Short exercise 1 |
Copy the birthday blog post below word for word.
########
Thursday, May 8, 2014

The Year of Availability


Birthdays get me thinking. It's not like turning 34 warrants a mid-life crisis. But maybe it is a good time to have a pre-mid-life, practice crisis.


For some reason, this year turning another year older strikes a certain chord. A certain need for reflection, for regrouping. I realize that in 10 years, in 15 years, the choices that I make during this time, this incredibly abundant, fruitful, busy, in-the-weeds, don't-have-time-for-reflection time...will begin to bear fruit. Or not. The decisions I make now about how I spend my time will begin to show and flower and be something beautiful, like the bluebells we have here in Virginia that burst into magnificent bloom so unexpectedly each Spring. Or, like many of my real-life gardening efforts, those seeds could bud just a little, bit and we'll wonder if I maybe should have watered more.
########
Short exercise 2 |
Locate every line in the rows below that contains the string "woman" and copy each of those lines. Matching is case-sensitive.

Data rows |
########
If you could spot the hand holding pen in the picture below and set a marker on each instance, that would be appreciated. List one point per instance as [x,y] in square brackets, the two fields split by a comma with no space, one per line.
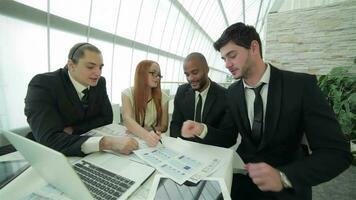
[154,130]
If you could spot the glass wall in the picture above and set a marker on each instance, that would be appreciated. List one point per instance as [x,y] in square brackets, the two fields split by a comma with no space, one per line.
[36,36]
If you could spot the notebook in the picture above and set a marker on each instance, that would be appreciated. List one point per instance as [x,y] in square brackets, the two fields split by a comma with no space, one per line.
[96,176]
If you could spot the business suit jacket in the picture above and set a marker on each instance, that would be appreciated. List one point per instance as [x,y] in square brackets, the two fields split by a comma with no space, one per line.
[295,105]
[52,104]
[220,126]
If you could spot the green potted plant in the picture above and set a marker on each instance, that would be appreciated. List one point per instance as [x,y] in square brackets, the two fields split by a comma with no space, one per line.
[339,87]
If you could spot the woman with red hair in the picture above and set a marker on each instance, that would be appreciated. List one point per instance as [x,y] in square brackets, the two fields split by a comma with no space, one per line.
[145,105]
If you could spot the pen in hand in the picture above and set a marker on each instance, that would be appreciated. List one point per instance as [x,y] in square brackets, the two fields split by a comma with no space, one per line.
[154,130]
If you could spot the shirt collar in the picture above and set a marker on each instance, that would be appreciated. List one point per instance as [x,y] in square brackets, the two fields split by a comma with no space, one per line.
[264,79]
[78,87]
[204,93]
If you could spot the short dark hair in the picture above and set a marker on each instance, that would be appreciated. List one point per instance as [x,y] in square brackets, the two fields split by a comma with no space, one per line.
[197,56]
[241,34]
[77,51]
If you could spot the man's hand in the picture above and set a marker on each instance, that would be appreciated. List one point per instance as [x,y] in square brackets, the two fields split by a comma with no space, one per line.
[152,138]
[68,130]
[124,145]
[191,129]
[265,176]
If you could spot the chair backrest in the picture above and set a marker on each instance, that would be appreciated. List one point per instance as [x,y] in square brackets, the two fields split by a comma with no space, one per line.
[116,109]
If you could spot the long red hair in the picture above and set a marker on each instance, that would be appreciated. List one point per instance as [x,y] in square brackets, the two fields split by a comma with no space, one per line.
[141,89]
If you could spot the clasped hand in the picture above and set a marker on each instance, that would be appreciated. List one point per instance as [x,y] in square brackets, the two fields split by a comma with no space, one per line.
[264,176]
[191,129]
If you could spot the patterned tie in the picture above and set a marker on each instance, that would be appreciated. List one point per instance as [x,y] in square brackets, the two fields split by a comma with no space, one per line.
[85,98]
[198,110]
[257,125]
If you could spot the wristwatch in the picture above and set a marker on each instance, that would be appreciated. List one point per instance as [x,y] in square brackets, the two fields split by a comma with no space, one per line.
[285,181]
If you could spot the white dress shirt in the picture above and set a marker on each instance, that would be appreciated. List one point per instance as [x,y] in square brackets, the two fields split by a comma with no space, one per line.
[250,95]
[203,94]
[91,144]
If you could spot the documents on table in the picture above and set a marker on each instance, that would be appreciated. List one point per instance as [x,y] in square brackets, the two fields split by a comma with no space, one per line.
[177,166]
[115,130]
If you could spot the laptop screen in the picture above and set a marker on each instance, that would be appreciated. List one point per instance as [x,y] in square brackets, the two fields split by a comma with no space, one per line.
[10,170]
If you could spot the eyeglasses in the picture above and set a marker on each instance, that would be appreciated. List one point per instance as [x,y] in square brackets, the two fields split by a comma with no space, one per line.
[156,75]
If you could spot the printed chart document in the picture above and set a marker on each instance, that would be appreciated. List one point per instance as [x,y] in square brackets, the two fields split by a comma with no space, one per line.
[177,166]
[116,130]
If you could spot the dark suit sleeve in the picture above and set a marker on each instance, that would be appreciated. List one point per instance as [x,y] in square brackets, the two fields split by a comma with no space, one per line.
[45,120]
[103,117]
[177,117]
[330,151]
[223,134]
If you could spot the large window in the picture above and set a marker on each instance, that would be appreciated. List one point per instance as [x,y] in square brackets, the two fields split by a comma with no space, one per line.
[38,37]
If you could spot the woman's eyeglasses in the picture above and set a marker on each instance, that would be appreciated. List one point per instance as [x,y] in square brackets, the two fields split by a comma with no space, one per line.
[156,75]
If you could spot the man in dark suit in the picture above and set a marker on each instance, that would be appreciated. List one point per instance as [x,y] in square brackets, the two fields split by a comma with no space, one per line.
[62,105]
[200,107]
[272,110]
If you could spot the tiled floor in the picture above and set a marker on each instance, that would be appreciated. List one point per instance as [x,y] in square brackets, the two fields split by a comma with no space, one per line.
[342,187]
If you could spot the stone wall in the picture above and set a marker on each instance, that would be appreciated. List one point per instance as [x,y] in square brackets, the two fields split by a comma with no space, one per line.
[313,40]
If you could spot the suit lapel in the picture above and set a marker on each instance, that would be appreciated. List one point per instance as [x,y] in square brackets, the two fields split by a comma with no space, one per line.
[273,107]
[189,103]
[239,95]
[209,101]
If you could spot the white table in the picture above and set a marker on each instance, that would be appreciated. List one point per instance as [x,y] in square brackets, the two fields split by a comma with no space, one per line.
########
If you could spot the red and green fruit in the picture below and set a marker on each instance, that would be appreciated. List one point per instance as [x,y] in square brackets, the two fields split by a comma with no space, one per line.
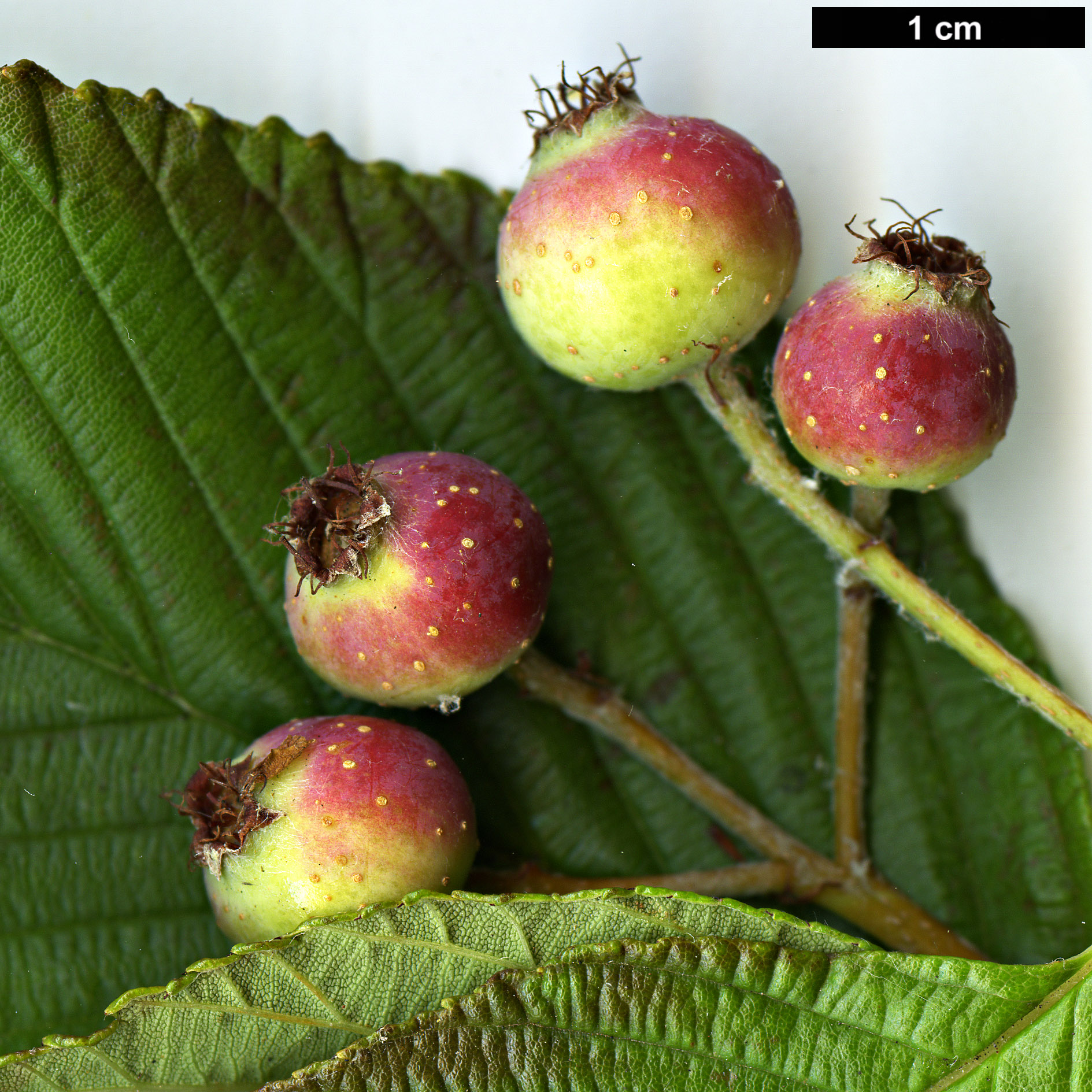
########
Exercise response 1 |
Thursday, May 8, 2014

The Year of Availability


Birthdays get me thinking. It's not like turning 34 warrants a mid-life crisis. But maybe it is a good time to have a pre-mid-life, practice crisis.


For some reason, this year turning another year older strikes a certain chord. A certain need for reflection, for regrouping. I realize that in 10 years, in 15 years, the choices that I make during this time, this incredibly abundant, fruitful, busy, in-the-weeds, don't-have-time-for-reflection time...will begin to bear fruit. Or not. The decisions I make now about how I spend my time will begin to show and flower and be something beautiful, like the bluebells we have here in Virginia that burst into magnificent bloom so unexpectedly each Spring. Or, like many of my real-life gardening efforts, those seeds could bud just a little, bit and we'll wonder if I maybe should have watered more.

Exercise response 2 |
If you could spot the woman with red hair in the picture above and set a marker on each instance, that would be appreciated. List one point per instance as [x,y] in square brackets, the two fields split by a comma with no space, one per line.
If you could spot the woman's eyeglasses in the picture above and set a marker on each instance, that would be appreciated. List one point per instance as [x,y] in square brackets, the two fields split by a comma with no space, one per line.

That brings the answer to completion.